What you have to do >> Reading the records below, how many lines contain "black"? Respond with a number and nothing else.

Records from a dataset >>
┌────────

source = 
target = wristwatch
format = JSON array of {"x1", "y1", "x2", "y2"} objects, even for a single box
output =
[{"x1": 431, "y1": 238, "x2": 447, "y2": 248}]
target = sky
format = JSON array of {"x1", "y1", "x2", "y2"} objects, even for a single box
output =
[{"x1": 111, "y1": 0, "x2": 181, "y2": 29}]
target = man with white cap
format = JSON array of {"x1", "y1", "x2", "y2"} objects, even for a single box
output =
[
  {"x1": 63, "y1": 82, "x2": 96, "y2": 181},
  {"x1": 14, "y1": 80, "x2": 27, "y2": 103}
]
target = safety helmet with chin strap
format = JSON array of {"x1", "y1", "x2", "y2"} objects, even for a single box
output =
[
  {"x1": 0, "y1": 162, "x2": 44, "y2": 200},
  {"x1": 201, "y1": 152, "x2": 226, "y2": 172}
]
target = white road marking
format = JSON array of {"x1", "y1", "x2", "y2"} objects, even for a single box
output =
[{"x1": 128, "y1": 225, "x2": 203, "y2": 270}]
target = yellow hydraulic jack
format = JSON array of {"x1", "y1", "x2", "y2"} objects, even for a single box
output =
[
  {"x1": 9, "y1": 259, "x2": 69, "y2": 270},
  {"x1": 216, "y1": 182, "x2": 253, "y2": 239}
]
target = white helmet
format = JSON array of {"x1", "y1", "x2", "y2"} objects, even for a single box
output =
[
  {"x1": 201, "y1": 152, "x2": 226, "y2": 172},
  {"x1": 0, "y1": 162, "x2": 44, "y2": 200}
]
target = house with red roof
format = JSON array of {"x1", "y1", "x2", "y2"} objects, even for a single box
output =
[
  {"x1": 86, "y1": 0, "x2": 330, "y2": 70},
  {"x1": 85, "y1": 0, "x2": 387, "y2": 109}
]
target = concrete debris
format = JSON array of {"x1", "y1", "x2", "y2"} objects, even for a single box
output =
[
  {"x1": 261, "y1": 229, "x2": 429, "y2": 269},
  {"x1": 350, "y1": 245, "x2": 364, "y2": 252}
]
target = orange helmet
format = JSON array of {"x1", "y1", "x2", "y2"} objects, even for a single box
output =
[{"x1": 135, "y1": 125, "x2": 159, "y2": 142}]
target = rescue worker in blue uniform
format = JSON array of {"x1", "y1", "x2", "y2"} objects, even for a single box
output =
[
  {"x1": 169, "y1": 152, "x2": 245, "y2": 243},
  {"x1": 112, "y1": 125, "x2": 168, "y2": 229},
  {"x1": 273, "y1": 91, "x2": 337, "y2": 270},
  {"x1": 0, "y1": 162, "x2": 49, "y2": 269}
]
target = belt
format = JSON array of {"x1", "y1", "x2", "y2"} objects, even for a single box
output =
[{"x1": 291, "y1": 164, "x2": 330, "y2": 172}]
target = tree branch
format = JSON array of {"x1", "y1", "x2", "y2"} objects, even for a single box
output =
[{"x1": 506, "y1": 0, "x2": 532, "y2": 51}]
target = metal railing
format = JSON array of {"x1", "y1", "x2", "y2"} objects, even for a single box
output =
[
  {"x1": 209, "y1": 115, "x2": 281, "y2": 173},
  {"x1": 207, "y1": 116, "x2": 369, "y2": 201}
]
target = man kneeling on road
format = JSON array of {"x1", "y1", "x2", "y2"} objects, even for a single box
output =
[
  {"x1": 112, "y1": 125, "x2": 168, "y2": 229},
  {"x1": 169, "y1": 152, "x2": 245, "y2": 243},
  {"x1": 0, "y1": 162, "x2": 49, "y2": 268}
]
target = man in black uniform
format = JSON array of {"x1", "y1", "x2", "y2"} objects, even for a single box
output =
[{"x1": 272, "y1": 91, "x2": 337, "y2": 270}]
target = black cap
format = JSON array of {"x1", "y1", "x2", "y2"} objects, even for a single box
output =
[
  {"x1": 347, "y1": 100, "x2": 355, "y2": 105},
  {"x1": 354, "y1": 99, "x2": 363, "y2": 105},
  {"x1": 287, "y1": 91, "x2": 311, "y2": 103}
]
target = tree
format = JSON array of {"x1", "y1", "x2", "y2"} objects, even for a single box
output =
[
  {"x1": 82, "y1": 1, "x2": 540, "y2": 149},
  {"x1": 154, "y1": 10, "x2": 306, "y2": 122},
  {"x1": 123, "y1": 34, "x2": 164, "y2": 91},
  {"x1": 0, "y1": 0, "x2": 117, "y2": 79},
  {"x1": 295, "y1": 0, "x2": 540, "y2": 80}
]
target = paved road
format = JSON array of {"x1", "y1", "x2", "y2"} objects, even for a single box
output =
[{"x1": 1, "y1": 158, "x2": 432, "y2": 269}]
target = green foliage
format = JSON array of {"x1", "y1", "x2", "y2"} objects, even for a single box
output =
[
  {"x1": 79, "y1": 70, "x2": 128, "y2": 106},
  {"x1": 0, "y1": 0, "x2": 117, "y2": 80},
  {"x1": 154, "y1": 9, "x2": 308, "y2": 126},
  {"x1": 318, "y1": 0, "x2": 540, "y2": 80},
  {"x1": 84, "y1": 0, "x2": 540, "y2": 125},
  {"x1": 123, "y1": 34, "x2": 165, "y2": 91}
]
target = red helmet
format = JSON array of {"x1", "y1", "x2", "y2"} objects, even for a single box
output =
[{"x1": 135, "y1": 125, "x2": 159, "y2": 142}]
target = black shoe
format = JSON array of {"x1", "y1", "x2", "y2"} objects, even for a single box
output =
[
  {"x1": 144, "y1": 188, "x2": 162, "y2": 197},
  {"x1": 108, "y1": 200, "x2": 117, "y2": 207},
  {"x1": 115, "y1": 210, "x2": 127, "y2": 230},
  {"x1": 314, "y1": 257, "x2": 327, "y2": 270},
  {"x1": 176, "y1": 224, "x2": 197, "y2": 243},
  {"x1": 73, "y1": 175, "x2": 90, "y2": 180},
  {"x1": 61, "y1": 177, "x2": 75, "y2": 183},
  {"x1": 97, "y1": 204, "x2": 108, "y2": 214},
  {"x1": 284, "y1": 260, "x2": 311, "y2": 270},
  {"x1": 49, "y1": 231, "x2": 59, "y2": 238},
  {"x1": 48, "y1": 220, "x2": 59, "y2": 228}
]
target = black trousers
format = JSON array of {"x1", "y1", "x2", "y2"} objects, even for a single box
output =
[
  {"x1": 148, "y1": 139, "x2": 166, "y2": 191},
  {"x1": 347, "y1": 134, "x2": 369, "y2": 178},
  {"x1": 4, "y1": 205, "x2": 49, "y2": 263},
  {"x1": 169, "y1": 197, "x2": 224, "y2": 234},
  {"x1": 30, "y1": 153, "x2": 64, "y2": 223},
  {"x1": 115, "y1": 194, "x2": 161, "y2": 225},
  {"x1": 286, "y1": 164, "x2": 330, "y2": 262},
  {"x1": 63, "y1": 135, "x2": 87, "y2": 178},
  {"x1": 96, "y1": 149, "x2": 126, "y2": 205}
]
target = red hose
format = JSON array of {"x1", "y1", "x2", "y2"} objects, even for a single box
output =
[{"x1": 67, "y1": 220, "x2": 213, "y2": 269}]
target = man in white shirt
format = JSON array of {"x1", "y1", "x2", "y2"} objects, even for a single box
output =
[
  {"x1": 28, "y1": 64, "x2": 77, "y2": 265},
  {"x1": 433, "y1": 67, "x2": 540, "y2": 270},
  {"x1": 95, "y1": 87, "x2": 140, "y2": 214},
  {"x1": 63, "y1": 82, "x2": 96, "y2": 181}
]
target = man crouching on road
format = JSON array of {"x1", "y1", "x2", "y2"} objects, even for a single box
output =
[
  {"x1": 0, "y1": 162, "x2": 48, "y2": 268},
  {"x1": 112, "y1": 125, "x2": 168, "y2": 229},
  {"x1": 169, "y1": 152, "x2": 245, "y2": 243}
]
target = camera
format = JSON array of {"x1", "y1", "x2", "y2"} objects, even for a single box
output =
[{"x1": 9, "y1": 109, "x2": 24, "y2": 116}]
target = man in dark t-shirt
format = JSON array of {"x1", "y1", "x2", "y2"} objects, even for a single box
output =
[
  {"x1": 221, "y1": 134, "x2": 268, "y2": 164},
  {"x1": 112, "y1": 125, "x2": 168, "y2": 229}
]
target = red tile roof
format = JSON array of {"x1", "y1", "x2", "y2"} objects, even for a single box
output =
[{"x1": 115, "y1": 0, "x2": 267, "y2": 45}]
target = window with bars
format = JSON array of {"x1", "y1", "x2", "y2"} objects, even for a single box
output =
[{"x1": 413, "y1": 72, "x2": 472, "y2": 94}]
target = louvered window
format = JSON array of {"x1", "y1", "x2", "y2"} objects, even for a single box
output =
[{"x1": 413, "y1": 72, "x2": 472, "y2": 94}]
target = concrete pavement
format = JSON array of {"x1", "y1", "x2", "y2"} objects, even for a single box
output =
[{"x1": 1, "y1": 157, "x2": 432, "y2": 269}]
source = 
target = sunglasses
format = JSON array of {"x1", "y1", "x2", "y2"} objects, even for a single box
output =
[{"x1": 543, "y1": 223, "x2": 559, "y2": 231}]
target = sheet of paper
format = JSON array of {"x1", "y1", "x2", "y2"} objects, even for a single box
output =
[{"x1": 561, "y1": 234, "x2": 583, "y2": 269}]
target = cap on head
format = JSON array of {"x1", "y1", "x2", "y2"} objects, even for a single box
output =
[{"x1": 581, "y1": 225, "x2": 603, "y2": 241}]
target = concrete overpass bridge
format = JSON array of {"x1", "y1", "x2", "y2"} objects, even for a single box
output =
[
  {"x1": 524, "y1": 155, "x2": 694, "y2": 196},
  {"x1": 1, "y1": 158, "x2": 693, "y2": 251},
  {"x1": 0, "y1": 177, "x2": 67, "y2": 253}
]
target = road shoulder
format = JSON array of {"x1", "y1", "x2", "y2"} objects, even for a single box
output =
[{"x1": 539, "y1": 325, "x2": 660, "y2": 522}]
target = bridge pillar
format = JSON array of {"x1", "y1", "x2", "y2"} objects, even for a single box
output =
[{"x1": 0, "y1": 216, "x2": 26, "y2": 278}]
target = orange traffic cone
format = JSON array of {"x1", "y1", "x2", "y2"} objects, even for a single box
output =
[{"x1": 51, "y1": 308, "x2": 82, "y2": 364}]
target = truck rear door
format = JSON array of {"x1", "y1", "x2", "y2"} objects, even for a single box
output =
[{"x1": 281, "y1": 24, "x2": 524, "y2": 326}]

└────────

Result below >> 4